Natural-language object grounding data
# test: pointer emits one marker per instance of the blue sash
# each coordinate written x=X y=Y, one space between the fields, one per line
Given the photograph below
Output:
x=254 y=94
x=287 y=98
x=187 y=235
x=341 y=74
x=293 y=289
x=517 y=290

Aim of the exercise
What are the lines from the one with "# each coordinate" through the last line of the records above? Quote them exactly and add nothing.

Response to this task
# each coordinate written x=X y=Y, one space between the fields, one per line
Given the photograph below
Output:
x=254 y=94
x=287 y=98
x=187 y=235
x=341 y=74
x=293 y=289
x=517 y=290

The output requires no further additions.